══ STORED ROWS ══
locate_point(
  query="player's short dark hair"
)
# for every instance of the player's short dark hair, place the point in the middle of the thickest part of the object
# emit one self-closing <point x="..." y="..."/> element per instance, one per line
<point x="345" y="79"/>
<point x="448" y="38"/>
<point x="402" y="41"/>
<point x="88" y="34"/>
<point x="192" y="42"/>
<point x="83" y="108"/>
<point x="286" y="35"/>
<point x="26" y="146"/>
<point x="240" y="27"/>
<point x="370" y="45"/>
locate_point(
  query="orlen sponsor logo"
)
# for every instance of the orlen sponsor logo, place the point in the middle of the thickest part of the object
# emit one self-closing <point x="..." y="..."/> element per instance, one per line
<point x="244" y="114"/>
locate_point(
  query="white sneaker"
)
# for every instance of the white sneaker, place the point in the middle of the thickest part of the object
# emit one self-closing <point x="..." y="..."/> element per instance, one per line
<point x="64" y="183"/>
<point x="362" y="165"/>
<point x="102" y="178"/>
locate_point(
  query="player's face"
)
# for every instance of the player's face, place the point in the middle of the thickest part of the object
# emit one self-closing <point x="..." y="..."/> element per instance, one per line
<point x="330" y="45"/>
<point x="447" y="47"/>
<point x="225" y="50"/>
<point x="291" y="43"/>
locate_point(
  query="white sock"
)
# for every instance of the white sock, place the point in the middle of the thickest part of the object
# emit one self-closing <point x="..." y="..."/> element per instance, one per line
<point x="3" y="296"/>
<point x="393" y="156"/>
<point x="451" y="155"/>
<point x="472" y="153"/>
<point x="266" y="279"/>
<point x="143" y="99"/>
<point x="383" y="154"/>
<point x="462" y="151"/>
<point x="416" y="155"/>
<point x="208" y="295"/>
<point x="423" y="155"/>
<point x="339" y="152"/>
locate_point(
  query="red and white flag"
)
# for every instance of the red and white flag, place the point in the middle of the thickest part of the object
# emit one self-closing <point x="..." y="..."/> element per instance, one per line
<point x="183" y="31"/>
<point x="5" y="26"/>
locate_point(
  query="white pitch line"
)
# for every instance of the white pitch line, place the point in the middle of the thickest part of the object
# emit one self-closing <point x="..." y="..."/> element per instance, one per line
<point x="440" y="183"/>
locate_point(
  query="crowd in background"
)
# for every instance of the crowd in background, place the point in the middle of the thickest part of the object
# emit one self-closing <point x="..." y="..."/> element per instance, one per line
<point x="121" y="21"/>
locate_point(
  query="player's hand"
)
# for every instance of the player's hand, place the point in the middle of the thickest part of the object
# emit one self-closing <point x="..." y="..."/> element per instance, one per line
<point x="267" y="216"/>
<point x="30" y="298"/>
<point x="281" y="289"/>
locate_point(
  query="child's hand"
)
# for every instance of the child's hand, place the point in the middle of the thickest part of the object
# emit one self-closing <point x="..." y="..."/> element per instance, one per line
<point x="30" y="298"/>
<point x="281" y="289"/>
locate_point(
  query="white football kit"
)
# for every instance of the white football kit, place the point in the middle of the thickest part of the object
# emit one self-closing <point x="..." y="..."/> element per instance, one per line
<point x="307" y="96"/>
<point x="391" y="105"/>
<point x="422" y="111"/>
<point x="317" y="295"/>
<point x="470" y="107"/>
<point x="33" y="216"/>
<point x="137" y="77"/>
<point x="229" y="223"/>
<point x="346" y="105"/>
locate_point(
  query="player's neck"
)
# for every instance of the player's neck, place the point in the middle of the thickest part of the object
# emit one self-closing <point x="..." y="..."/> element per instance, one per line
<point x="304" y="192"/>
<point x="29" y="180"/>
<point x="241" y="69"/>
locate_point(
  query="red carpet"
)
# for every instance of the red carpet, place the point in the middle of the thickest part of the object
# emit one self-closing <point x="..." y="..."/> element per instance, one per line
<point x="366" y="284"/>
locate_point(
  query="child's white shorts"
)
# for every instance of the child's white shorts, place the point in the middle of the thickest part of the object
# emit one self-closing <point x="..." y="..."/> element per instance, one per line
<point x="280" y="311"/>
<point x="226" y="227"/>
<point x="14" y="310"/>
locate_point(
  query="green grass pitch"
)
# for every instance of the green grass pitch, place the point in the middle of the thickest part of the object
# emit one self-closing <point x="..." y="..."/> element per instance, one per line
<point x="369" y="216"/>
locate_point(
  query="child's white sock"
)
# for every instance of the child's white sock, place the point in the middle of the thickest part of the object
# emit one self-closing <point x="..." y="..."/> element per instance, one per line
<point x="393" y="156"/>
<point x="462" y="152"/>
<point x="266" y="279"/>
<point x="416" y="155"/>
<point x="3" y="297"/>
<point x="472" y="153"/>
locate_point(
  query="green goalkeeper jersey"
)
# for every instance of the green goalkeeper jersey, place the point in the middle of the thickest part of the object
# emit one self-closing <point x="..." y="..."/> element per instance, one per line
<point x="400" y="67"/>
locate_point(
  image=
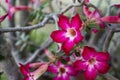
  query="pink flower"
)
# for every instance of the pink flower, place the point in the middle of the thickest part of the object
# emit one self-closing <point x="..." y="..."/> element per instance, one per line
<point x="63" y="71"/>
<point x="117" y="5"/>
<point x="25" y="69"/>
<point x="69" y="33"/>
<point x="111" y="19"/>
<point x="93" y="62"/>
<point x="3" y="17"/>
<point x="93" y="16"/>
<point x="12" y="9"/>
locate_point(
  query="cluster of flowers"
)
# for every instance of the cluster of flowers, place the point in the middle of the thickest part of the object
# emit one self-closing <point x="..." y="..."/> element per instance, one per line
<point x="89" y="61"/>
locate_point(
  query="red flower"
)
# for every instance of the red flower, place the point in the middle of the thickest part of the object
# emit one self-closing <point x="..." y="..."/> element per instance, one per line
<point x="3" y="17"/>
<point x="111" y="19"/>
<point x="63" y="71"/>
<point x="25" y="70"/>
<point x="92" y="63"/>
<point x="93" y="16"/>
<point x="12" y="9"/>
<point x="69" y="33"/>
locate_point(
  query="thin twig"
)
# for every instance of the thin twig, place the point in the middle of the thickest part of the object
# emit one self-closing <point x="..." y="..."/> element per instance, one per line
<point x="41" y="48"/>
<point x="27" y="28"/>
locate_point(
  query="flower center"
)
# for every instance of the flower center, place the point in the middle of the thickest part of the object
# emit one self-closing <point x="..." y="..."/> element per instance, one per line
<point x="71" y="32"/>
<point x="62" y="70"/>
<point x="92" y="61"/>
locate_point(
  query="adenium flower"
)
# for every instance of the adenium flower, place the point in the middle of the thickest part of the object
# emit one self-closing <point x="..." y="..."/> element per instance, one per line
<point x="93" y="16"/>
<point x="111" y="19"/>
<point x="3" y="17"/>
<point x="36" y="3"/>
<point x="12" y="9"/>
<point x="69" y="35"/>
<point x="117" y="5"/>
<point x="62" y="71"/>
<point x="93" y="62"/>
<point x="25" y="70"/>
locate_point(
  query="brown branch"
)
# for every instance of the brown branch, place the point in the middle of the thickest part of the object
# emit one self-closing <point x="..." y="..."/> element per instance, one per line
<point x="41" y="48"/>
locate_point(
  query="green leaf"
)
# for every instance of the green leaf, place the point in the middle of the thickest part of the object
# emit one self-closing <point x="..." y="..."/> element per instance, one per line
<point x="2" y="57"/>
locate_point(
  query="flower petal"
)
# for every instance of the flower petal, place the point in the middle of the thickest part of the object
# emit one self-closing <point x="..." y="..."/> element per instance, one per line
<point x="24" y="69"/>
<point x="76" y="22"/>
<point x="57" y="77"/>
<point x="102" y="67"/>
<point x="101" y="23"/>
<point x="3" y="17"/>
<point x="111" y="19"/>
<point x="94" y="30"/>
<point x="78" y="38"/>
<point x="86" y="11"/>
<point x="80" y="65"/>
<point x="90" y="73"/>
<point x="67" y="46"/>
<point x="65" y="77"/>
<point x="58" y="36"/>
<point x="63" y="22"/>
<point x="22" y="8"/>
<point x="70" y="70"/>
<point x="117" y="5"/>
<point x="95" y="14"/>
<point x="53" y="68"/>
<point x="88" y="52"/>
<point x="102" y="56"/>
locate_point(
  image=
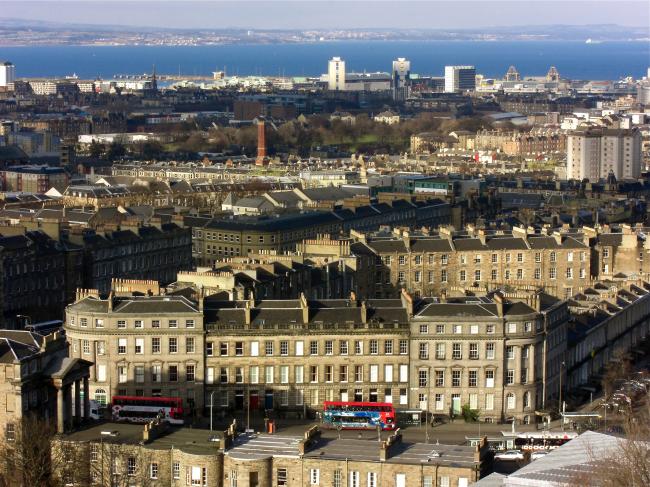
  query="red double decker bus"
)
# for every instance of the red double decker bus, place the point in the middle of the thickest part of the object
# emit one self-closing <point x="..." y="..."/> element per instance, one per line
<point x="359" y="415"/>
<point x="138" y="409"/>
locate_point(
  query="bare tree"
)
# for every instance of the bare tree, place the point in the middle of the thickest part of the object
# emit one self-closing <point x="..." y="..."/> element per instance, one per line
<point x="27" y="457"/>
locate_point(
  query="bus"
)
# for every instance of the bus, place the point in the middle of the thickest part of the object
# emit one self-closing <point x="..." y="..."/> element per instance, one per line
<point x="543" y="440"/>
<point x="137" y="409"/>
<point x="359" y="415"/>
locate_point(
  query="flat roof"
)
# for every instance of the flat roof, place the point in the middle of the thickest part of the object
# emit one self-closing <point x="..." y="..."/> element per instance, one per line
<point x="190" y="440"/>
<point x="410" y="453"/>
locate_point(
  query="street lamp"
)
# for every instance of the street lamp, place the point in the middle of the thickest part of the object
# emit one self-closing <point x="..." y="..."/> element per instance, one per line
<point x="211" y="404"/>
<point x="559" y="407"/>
═══
══ STORED ROWS ══
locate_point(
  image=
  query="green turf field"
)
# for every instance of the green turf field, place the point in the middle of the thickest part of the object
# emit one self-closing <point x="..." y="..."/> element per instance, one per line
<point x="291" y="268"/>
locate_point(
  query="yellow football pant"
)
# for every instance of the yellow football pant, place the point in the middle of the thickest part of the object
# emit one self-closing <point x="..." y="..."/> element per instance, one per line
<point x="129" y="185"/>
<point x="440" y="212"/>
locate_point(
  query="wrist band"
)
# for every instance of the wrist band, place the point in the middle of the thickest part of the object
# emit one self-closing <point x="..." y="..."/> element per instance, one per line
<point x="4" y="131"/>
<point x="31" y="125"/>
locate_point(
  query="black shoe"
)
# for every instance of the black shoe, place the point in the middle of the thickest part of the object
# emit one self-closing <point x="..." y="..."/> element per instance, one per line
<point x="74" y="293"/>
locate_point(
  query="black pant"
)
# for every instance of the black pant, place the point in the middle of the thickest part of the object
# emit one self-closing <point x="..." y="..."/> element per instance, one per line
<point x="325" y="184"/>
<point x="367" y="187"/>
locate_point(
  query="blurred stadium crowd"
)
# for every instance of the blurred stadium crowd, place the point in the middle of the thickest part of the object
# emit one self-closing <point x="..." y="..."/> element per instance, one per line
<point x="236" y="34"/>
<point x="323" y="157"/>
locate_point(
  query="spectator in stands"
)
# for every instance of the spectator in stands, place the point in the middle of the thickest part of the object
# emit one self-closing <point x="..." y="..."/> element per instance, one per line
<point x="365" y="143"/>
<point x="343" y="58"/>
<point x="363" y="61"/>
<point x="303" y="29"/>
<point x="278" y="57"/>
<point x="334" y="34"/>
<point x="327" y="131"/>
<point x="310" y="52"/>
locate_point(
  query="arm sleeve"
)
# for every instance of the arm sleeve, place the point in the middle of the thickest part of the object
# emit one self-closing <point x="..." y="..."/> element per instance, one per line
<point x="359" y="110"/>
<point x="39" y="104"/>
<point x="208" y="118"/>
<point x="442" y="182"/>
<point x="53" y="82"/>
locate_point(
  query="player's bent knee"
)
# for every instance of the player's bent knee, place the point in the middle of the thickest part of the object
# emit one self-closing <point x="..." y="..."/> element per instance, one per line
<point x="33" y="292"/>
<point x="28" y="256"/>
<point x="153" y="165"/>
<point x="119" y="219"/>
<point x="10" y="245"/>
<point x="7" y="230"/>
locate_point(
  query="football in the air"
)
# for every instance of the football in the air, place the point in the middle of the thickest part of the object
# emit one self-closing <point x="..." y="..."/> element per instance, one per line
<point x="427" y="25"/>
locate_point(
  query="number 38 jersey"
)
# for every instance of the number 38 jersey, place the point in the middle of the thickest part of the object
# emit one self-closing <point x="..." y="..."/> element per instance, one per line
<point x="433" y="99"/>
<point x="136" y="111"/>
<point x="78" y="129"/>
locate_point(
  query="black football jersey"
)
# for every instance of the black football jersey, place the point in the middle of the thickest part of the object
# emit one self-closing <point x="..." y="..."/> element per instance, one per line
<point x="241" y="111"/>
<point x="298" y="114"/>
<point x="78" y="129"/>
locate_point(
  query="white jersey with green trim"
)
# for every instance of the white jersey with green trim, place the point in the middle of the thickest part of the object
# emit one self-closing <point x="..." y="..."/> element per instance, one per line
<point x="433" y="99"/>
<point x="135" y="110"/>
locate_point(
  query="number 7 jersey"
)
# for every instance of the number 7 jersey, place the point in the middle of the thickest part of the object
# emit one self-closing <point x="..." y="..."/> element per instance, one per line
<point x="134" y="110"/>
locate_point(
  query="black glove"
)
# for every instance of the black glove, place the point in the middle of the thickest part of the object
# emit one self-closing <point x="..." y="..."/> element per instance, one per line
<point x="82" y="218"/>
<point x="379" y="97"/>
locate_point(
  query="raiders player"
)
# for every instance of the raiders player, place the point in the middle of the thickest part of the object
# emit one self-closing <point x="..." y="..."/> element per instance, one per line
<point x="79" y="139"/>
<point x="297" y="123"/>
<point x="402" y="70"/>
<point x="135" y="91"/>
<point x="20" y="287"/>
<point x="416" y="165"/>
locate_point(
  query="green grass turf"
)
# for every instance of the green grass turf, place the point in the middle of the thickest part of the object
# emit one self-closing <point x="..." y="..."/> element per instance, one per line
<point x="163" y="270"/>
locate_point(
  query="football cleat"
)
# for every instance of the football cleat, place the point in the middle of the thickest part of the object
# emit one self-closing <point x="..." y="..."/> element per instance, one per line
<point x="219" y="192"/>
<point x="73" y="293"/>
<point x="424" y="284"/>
═══
TASK INSTRUCTIONS: Count the lines in the entries above that contain the string "crowd", matching case exactly, and give only the number.

ANSWER TO THE PROBLEM: 4